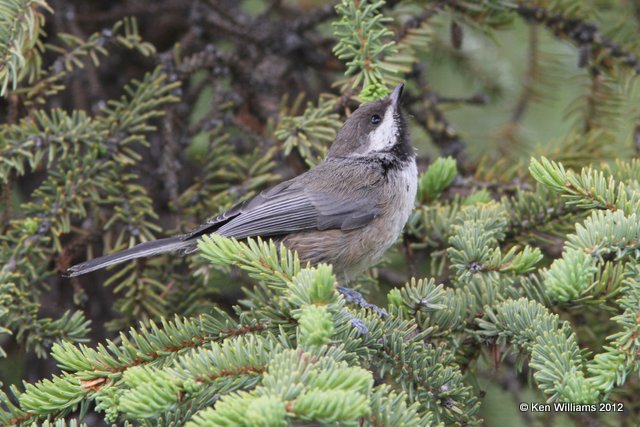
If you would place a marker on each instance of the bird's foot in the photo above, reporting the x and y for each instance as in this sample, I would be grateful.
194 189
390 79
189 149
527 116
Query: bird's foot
356 298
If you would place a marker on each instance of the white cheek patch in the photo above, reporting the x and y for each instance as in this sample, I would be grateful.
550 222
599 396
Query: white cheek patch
384 136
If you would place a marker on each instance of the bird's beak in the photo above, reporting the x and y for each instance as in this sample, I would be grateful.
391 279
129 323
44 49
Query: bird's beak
395 96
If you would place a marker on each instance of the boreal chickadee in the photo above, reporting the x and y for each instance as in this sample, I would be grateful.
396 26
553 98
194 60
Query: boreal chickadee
346 211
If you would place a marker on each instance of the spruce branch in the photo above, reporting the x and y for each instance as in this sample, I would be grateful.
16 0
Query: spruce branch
362 42
21 22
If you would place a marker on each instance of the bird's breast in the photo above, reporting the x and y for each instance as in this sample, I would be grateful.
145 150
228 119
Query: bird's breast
353 251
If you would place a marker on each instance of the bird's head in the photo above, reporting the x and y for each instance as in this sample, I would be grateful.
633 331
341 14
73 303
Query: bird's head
373 128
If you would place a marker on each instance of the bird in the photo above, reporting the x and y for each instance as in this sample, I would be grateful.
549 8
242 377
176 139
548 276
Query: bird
346 211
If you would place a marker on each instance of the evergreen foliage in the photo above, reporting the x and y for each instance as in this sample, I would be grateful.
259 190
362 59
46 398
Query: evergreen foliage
521 255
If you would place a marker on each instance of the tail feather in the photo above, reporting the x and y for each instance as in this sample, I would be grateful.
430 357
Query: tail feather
145 249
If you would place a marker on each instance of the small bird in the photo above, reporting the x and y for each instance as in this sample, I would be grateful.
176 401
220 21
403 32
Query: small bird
347 211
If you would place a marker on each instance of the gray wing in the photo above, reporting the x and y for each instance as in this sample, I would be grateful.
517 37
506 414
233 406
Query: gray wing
284 209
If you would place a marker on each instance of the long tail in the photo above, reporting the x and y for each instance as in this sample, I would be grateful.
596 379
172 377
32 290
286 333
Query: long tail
145 249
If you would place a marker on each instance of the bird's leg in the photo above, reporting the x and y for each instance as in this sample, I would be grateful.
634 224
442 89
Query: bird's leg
356 298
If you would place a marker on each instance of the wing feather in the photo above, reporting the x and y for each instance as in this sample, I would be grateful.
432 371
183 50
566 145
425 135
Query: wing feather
294 210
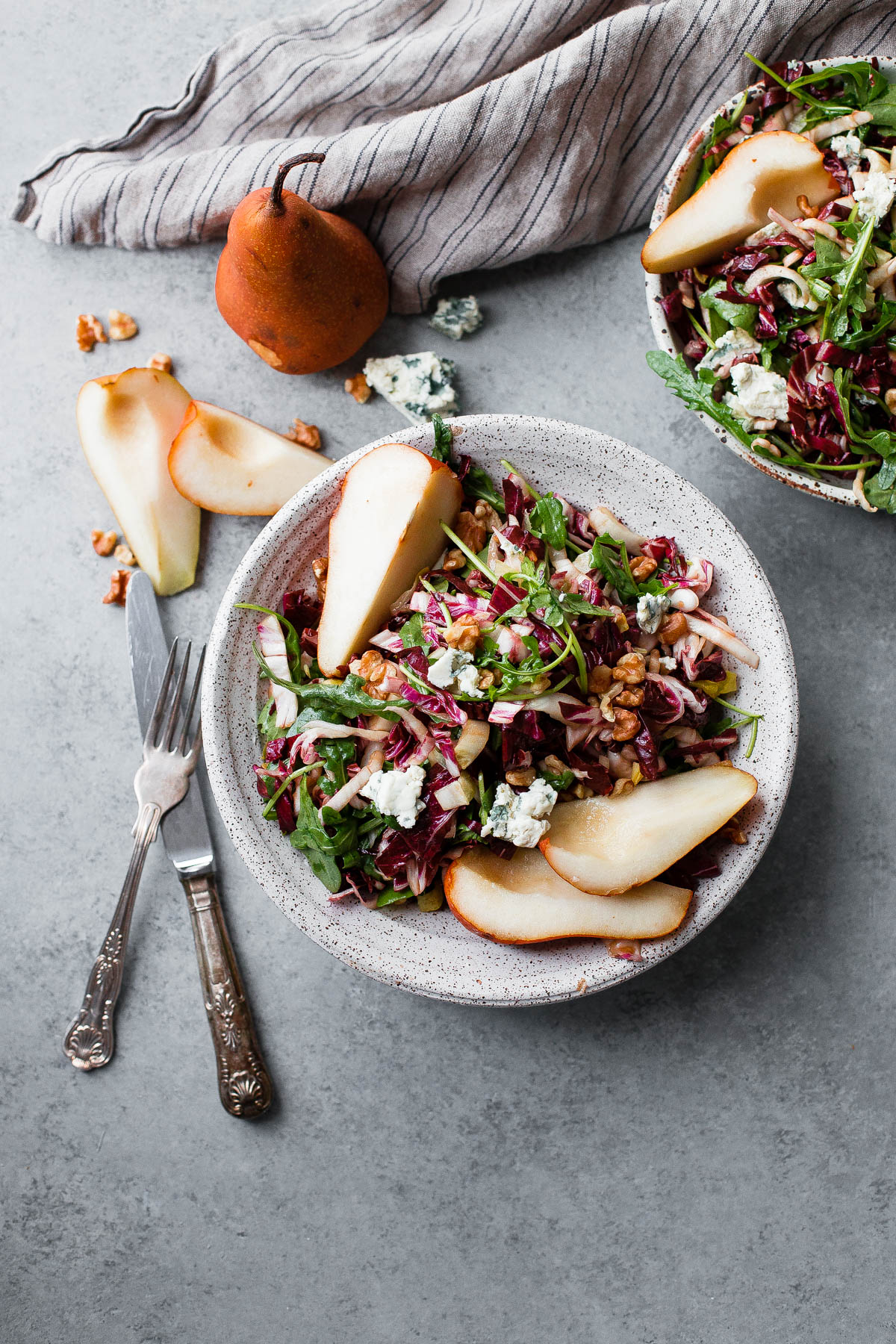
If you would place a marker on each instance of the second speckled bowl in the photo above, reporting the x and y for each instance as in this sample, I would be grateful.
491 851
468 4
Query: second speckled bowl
433 953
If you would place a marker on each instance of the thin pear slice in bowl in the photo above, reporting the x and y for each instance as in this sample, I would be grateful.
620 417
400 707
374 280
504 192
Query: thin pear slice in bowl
383 532
523 900
606 846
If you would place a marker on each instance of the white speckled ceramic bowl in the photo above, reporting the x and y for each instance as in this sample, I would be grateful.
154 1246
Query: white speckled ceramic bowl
****************************************
*Problem requirements*
Reproduce every line of the entries above, switching each "photo" to "image" and changing nothing else. Omit the pictures from the output.

*Written response*
If you would place a marker on each instance of the bird's foot in the image above, reporting the x and y for each instance as in this sample, I would be grateful.
194 189
390 79
189 149
527 116
Query: bird's foot
356 298
If you would place a marker on each instance of the white cheek patch in the image above, reporting the x and y for each instance as in this sample, I would be grateful.
550 222
599 396
Query: white cheek patch
384 136
If you would place a marker on each instance of the bird's beak in the image above, reporting the x and y for each instance as in this sample, I would be grateful.
391 279
129 323
44 49
Query: bird's beak
395 96
If you would place a marker on each instance of the boreal chickadee in the image above, reporting the x and y for each instance as in this sample, I would be grateful.
396 26
553 98
194 60
Query: boreal chickadee
346 211
If you would place a marker on each instance of the spruce branch in the image above, reporting the x and y for each instance as in this sample, I would be grateful.
16 0
Query: spruce branch
362 42
21 22
If you would place a marker on each instance of the bird's breast in the image above, reporting the x and y for each instance as in this sample, I would be grateful.
145 150
228 119
Query: bird's breast
353 251
If you would place a marker on each instance of the bird's head in the image above, reporting the x and y for each instance as in this sample, I would be grateful.
633 331
341 14
73 303
Query: bird's head
373 128
If you would place a marker on each instance of the bird in the image above, reporting the x and y for each instance as in this sample, I would be grateful.
549 8
242 377
176 139
548 276
Query: bird
346 211
If you would place a marker on each instance of the evergreen foliage in the image above, reporting the x and y for each instance as in this sample, I would be grateful.
259 190
362 59
46 398
Query: evergreen foliage
521 255
If you would place a marker on each instance of the tail feather in the image above, reporting the x and y for each instance as in this sample, I would be grateful.
430 357
Query: tail feather
145 249
If you would place a marker on each instance of the small bird in the image above, reporting the x and y for each instance as in this sample, I would be grateful.
176 401
220 21
403 32
Query: small bird
347 211
If you would place a marker on each instance of the gray wing in the image above, reporting the x and y for each instance as in this sample, I would be grateful.
517 37
506 414
233 406
Query: gray wing
284 209
If you would place a marker on each instance of the long tail in the image above, reporting the x and y for each instance as in this sample, I would be grateful.
596 379
172 377
32 290
286 333
Query: long tail
145 249
If you would place a marker on each instance of the bird's leg in the image above, reporting the x and y for each instance as in this sample, I would be grateful.
634 224
442 89
Query: bird's leg
356 298
If you would place a marker on each instance of the wing feather in the image above, reporting the x and y for each instance as in this sample, I would be grateful.
432 371
183 50
566 145
425 135
Query: wing feather
294 210
If you would place a marker on each instance of the second speckled bowl in the image above, reporting the x and y for each instance as in this sample, I would be grateful.
491 851
468 4
Query: second speckled bowl
433 953
If you would place a marker on each instance of the thin pear slice in bowl in the image above, reporting the x and y for each instance as in this sample, I would be grateful.
620 417
400 707
374 280
504 192
Query: thin pear slice in bowl
383 532
523 900
606 846
If you would place a marker on each instance of the white speckled ceramic bowl in the image above, reporting the x and y for each instance as in this sample, I would be grateful.
154 1246
Query: white speckled ceramic bowl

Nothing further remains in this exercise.